LA CONSIGNE
Remplacez « travail » par « labeur » dans le passage de l'article sur le travail qui débute aux mots « Pour un chrétien, ces » et se termine après « l’on peut sanctifier. ». Recopiez ce passage ainsi modifié.

ARTICLE
Pour un chrétien, ces perspectives s’élargissent et s’amplifient, car le travail lui apparaît comme une participation à l’œuvre créatrice de Dieu, qui, en créant l’homme, le bénit en lui disant : Soyez féconds, multipliez-vous, emplissez la terre et soumettez-la ; dominez les poissons de la mer, les oiseaux du ciel, et tous les animaux qui rampent sur la terre. Car, pour avoir été assumé par le Christ, le travail nous apparaît comme une réalité qui a été rachetée à son tour. Ce n’est pas seulement le cadre de la vie de l’homme, mais un moyen et un chemin de sainteté, une réalité qui sanctifie et que l’on peut sanctifier.

Il convient donc de ne pas oublier que la dignité du travail se fonde sur l’Amour. Le grand privilège de l’homme est de pouvoir aimer et dépasser ainsi l’éphémère et le transitoire. L’homme peut aimer les autres créatures, prononcer un tu et un je qui ont un sens, et il peut aimer Dieu, qui nous ouvre les portes du ciel, qui nous fait membres de sa famille, et qui nous autorise à lui parler personnellement, face à face.

DONNÉES PRÉSENTÉES
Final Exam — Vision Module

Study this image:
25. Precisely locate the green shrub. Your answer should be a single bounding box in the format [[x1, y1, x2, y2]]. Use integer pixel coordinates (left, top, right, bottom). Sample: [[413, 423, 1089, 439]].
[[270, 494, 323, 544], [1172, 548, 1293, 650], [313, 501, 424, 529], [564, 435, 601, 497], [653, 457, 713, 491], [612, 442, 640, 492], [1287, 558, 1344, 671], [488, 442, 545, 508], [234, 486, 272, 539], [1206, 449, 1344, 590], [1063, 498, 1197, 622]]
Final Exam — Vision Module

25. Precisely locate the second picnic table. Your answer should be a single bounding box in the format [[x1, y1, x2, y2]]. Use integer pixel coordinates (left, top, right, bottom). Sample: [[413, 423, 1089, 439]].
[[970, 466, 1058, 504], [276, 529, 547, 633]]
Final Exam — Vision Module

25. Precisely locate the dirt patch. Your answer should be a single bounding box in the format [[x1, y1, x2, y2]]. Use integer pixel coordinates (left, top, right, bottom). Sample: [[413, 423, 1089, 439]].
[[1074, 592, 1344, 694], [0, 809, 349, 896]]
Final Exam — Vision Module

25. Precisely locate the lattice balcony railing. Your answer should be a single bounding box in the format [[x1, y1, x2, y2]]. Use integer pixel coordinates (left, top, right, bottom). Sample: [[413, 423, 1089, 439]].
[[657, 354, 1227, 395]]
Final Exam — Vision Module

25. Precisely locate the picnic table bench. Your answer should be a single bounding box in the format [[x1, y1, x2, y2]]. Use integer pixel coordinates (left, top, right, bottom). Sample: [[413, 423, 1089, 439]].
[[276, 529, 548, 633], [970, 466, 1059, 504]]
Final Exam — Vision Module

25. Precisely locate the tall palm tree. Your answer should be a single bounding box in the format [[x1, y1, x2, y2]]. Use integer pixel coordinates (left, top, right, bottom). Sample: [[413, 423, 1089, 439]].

RÉSULTAT ATTENDU
Pour un chrétien, ces perspectives s’élargissent et s’amplifient, car le labeur lui apparaît comme une participation à l’œuvre créatrice de Dieu, qui, en créant l’homme, le bénit en lui disant : Soyez féconds, multipliez-vous, emplissez la terre et soumettez-la ; dominez les poissons de la mer, les oiseaux du ciel, et tous les animaux qui rampent sur la terre. Car, pour avoir été assumé par le Christ, le labeur nous apparaît comme une réalité qui a été rachetée à son tour. Ce n’est pas seulement le cadre de la vie de l’homme, mais un moyen et un chemin de sainteté, une réalité qui sanctifie et que l’on peut sanctifier.